··· THE DATA ···

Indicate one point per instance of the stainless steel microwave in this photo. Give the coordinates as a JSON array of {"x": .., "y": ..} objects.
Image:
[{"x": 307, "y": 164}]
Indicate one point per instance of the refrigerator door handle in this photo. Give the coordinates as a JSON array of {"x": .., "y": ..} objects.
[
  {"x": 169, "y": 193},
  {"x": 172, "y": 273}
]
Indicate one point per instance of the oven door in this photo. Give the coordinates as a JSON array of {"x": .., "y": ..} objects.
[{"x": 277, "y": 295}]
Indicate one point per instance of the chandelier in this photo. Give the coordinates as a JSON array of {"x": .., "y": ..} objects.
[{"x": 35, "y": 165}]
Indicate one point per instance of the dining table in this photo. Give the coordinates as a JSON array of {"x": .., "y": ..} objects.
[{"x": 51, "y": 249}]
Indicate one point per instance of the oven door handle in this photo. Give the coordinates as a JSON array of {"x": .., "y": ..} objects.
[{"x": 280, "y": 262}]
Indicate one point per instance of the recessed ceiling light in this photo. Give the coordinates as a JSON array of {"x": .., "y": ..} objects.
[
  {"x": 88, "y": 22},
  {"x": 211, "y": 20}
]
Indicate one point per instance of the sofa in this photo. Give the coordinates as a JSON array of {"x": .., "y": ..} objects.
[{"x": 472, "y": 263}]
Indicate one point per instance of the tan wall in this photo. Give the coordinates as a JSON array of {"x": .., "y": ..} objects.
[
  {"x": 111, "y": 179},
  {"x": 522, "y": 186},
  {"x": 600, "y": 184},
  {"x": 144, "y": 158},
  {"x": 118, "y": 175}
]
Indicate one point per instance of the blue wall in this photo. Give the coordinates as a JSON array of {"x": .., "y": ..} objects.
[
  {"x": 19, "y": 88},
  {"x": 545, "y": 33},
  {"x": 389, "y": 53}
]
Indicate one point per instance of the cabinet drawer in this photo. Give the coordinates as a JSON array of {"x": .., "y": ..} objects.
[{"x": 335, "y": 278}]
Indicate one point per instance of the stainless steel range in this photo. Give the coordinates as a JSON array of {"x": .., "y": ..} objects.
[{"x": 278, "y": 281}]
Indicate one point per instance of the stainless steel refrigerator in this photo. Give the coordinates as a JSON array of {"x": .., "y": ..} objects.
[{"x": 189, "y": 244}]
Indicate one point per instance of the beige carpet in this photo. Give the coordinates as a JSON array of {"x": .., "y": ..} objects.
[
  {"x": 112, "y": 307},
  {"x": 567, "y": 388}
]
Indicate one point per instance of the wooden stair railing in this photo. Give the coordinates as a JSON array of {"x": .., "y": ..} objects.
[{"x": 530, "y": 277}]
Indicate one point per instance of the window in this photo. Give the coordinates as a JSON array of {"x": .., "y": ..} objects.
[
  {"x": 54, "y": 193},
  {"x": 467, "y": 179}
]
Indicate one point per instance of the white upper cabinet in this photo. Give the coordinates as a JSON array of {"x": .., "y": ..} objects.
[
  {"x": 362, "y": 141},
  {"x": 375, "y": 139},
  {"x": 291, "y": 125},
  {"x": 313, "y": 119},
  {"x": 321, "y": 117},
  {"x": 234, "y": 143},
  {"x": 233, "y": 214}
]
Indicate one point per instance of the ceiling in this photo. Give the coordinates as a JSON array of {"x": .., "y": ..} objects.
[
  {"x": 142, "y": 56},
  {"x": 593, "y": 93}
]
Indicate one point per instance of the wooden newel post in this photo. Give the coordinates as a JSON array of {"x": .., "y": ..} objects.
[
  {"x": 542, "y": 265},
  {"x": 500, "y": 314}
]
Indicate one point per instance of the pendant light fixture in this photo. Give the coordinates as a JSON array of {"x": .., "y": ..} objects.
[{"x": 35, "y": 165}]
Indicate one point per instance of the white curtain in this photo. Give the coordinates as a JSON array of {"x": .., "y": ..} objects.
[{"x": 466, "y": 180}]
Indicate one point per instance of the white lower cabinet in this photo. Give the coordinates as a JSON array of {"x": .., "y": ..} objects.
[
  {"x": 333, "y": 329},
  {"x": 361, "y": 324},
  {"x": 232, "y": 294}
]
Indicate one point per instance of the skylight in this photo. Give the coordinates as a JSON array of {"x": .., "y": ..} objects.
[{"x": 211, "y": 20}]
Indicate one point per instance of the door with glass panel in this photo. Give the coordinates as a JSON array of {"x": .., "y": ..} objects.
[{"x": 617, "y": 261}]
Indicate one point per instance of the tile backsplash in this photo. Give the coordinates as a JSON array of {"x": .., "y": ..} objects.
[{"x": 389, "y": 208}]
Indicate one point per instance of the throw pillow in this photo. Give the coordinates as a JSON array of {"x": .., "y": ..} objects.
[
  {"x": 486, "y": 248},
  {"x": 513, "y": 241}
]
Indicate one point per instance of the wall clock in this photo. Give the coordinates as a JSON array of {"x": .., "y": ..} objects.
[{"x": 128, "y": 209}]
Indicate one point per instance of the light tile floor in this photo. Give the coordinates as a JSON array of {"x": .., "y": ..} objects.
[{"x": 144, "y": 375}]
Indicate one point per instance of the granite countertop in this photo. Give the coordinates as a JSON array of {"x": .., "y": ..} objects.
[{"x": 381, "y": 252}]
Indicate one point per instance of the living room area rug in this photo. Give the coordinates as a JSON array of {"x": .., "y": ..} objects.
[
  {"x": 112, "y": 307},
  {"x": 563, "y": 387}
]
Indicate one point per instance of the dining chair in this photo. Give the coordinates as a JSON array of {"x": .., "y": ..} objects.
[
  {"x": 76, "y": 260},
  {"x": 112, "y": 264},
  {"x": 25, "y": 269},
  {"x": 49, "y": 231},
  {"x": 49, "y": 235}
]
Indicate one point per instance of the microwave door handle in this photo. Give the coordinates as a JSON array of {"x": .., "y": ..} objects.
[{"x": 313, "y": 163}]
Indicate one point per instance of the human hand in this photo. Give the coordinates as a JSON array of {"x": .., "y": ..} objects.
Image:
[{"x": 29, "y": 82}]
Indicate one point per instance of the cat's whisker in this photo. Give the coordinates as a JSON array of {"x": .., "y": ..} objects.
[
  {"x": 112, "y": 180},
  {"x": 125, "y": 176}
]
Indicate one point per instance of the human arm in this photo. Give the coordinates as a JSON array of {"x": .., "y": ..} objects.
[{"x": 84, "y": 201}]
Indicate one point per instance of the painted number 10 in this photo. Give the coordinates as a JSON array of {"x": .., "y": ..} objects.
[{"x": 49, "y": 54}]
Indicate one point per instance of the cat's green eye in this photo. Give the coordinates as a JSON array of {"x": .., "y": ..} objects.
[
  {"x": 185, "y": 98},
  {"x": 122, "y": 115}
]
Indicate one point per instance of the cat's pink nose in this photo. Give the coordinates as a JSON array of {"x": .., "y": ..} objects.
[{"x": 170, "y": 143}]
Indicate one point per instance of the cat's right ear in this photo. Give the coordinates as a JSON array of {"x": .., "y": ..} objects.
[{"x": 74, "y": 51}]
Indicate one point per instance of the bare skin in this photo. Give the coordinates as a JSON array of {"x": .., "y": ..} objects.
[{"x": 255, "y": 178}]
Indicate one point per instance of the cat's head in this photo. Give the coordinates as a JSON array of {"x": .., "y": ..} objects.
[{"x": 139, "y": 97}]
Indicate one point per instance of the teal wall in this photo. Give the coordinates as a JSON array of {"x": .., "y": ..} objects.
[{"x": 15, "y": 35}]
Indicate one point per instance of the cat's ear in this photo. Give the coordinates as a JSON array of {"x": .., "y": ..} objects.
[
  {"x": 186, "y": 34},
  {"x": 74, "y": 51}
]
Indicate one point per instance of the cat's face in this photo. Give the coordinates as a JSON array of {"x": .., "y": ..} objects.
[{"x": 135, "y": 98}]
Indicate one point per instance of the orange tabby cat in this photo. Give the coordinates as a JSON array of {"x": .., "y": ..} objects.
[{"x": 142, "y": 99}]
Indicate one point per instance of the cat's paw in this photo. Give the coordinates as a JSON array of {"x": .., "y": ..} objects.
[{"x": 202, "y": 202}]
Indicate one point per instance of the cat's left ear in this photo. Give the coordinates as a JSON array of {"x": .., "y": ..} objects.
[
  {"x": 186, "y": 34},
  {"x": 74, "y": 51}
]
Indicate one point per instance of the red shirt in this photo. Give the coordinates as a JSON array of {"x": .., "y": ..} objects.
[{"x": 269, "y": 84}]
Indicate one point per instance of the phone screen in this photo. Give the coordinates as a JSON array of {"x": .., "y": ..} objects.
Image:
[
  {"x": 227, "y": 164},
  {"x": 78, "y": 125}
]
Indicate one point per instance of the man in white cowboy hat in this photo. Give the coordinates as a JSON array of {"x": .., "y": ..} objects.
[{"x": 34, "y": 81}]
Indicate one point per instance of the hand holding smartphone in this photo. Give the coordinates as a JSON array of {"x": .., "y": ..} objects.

···

Copy out the stretch from the line containing "Indicate one point per instance of the man" through the end of the records, requests included, and shift every coordinate in the answers by -120.

_THE REPLY_
Indicate one point per instance of the man in white cowboy hat in this photo. Give the coordinates as a JSON array of {"x": .., "y": ..} objects.
[{"x": -86, "y": -39}]
Indicate one point per instance of the hand holding smartphone in this photo. Give the coordinates as a JSON array of {"x": .., "y": ..} objects.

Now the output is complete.